* DIRECTIONS FOR THIS TASK *
Extract every line of the items, unchanged, from the first line through the line containing "[(210, 223)]", both ends included.
....
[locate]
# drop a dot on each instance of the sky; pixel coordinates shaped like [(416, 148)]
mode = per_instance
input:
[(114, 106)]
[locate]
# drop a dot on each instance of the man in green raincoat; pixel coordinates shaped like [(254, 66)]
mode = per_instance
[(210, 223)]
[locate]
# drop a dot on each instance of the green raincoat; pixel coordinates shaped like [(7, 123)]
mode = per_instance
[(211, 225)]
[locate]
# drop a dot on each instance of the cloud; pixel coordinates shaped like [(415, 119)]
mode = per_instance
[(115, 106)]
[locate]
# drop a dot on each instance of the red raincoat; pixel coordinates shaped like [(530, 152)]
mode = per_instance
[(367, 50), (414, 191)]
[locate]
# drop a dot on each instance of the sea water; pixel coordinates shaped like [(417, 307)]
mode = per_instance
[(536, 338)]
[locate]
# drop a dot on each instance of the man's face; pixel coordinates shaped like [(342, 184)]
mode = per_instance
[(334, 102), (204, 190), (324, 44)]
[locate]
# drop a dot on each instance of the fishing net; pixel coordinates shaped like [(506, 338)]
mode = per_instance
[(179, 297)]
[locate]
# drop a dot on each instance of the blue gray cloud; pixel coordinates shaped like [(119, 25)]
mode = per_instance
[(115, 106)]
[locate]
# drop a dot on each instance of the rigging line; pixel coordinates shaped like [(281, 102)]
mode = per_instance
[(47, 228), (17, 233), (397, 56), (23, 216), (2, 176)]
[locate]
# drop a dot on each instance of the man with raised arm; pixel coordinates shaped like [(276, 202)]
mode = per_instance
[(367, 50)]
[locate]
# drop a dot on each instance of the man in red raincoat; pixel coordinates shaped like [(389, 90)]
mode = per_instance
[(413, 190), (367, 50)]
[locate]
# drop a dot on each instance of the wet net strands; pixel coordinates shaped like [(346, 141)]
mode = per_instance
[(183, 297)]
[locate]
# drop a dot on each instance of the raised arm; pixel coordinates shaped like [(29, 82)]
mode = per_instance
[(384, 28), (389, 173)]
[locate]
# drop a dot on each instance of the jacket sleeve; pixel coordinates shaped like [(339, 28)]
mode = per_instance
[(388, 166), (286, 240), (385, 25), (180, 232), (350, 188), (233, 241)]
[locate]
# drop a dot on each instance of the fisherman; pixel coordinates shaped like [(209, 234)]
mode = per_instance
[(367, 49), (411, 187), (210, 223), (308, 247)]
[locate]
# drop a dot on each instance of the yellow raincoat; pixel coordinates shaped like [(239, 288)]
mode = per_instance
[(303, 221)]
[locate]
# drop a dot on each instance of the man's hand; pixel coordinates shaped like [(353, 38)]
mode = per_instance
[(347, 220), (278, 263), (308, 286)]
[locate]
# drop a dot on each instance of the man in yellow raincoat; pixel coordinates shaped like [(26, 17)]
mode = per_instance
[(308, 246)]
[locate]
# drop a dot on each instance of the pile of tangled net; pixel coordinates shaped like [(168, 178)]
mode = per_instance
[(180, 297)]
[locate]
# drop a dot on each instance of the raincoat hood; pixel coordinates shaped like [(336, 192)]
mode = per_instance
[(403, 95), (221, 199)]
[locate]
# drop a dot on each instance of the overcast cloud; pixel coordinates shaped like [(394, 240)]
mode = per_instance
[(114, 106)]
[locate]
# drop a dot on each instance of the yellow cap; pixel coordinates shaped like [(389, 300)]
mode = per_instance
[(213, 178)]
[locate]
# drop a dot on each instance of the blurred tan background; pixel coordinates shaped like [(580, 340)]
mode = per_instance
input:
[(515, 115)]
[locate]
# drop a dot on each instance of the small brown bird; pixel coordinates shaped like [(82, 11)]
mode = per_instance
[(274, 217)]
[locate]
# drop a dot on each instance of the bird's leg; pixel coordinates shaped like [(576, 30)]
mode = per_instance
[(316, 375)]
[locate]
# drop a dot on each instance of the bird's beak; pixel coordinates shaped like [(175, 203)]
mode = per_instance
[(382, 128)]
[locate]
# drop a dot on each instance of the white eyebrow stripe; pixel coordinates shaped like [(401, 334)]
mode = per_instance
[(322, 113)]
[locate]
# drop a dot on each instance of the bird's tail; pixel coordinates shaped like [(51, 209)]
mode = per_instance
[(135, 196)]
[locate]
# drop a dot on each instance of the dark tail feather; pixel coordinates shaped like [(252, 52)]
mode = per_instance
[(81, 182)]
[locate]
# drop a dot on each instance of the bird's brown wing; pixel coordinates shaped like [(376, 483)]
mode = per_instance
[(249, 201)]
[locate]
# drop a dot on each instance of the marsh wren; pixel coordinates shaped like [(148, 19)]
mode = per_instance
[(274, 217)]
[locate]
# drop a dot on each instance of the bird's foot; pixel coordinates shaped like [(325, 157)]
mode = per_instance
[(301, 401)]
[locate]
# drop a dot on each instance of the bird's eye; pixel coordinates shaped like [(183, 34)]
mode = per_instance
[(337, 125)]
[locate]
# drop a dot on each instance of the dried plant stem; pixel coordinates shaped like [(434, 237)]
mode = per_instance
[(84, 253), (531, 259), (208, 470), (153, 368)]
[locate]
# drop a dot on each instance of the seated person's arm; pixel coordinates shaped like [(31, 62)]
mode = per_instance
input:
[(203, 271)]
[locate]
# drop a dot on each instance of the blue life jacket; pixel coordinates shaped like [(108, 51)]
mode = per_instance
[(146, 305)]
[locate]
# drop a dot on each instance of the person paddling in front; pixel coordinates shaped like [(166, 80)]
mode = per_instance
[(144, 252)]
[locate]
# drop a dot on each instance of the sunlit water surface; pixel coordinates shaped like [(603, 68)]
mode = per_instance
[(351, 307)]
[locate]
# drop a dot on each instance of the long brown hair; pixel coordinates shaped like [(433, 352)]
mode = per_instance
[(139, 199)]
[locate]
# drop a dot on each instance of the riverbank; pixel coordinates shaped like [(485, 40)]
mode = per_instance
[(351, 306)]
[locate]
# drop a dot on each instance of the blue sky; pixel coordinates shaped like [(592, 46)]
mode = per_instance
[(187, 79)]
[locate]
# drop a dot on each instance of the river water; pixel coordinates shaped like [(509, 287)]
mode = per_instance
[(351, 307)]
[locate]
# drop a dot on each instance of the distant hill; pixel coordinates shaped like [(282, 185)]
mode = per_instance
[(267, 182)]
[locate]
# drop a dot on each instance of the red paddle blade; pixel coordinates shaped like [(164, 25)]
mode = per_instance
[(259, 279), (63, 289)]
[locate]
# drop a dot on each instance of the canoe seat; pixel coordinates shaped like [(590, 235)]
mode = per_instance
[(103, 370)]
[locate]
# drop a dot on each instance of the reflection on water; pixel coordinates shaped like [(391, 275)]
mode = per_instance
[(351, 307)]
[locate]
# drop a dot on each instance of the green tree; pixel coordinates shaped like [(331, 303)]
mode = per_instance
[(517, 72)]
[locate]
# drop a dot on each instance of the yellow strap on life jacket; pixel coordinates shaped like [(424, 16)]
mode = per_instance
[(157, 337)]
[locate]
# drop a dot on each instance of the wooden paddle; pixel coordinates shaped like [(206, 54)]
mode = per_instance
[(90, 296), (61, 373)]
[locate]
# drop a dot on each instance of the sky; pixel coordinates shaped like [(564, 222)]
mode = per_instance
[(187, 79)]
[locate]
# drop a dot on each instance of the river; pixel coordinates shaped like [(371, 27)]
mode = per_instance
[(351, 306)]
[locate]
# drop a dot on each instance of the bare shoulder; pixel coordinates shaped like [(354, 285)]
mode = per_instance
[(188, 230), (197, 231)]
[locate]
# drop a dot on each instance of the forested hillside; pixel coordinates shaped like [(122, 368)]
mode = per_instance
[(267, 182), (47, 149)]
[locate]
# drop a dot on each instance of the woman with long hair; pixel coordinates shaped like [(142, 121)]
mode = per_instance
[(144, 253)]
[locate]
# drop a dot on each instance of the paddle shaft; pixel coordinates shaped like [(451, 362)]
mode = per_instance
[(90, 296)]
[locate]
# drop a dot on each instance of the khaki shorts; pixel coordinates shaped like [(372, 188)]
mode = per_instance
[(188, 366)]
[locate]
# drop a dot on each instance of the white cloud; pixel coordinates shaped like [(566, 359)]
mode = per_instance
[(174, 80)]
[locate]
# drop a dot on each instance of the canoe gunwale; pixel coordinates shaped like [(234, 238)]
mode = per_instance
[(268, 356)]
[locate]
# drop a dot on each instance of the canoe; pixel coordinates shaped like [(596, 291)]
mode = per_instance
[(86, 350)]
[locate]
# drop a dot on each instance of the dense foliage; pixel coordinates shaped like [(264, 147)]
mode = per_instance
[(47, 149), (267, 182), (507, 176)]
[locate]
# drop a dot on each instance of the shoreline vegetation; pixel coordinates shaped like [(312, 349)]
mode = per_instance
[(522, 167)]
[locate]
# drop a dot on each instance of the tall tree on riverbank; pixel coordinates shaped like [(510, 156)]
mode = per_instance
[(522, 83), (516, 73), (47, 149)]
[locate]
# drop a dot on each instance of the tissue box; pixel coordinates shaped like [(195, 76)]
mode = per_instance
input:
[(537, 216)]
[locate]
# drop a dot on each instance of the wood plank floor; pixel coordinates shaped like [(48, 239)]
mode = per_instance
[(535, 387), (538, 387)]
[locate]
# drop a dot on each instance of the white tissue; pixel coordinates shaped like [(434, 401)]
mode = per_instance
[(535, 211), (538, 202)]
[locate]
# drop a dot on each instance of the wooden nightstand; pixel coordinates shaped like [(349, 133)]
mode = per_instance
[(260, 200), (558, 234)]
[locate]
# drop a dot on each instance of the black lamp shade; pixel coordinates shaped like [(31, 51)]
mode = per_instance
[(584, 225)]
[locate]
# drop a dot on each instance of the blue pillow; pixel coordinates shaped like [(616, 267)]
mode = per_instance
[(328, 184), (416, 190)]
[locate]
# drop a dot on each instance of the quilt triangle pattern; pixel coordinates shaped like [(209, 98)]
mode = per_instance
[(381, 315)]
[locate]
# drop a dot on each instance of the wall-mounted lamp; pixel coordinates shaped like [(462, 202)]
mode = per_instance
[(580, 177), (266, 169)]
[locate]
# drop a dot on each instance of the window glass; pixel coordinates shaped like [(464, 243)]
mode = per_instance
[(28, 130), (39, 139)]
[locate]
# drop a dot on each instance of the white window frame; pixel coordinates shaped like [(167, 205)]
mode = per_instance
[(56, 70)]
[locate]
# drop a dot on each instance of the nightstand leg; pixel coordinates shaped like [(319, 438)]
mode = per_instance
....
* FINAL ANSWER *
[locate]
# drop a dot on each instance of the sky; pixel coordinates shaped like [(416, 148)]
mode = per_instance
input:
[(114, 106)]
[locate]
# drop a dot on each instance of the man in green raincoat; pixel coordinates shaped like [(254, 66)]
mode = per_instance
[(210, 223)]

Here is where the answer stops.